Sunday, February 20, 2011

Assessing Member Activity Rates by Percentage Increase in Seminary and Institute Enrollment

For several years the LDS Church has released a summary of seminary and institute attendance for most countries in which the Church has a presence.  Attending seminary or institute provides increased opportunity for members and investigators to enhance their doctrinal understanding of the Church, form friendships with active members, and facilitate regular church attendance.  Noting changing numbers of students enrolled in these Church Education System (CES) programs by country offers insight into change in member activity rates among youth and young adults as many active Latter-day Saint youth and young adults participate in these programs.  The Church does not release member activity statistics, but member activity rates can be ascertained by examining other reported statistics, such as increases in the number of congregations, the formation of stakes, the ratio of membership to congregations, and the percentage of total membership enrolled in seminary and institute.

Below is a list of the countries which experienced at least a 30% increase in CES enrollment between the 2007-2008 and 2009-2010 school years.  Countries with fewer than 100 students enrolled during the 2008-2009 school year have been omitted.  The country name is provided, followed by the percentage increase and the reported number of enrolled students during the 2009-2010 school year.
  1. Ethiopia - 138% - 107
  2. Guyana - 133% - 296
  3. Kenya - 95% - 1,295
  4. Trinidad and Tobago - 92% - 152
  5. Swaziland - 64% - 121
  6. Mongolia - 62% - 1,195
  7. Netherlands - 50% - 581
  8. Republic of Congo - 44% - 720
  9. Czech Republic - 42% - 102
  10. Cameroon - 40% - 192
  11. Tonga - 38% - 2,224
  12. Cote d'Ivoire - 37% - 5,017
  13. Singapore - 33% - 204
  14. Madagascar - 31% - 666
  15. Wales - 31% - 194
  16. Cape Verde - 30% - 573
The percentage increase in students enrolled in CES programs has outpaced the percentage increase for total church membership in each of these countries during this period, which may suggest that in addition to moderate to high rates of convert retention that some inactive members may have been reactivated and are now enrolled in seminary and institute.  Countries with slow or stagnant membership growth listed above (the Netherlands, Czech Republic, Tonga, and Wales) likely experienced strong growth in seminary and institute enrollment from institute and seminary outreach directed towards active members previously not attending classes and inactive or less-active members which have been reactivated and are now attending classes.  Countries which experienced notable increases in CES enrollment between 2008 and 2010 with fewer than 100 students enrolled in 2010 include Saint Vincent and Estonia.

• **COLLECTED DATA**:

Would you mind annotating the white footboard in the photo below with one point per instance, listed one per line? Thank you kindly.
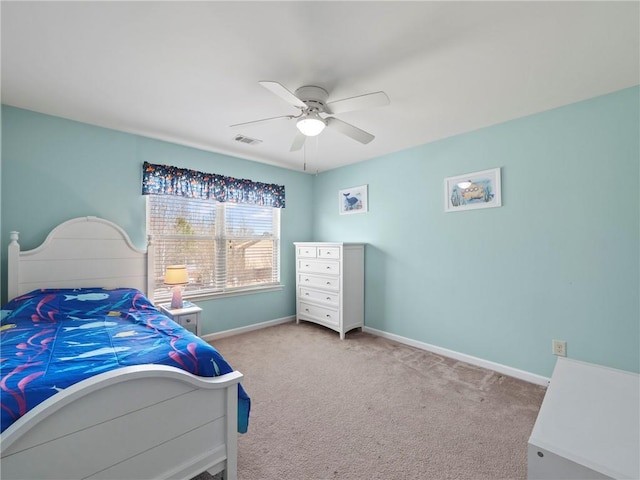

• **TASK DETAILS**:
Continue the article on seminary and institute enrollment, starting after its last sentence.

• **EXERCISE OUTPUT**:
It is important to note that enrollment in seminary and institute for students does not guarantee that students attend church meetings regularly or follow LDS teachings, but enrollment in these programs indicates that these members affiliate themselves with the Church and more than often are actively participating in other church programs.

4 comments:

Tom said...

Great to see part of the UK pop up on this list, something positive at last.

The United Kingdom has well established and mature leadership, strong family structures and high birth rates. Each mission gets a fairly number of baptisms each year too.

one issue though: Retention. I have saw many converts get lost. Luckily in my congregation since 2010, we've had 7 baptized and retained 5 (attending weekly).

That feels like progress to me in a country which is so hampered by secularism and doesnt have the mass convert rates which Africa/Asia/Latin America can boast of :)

John Pack Lambert said...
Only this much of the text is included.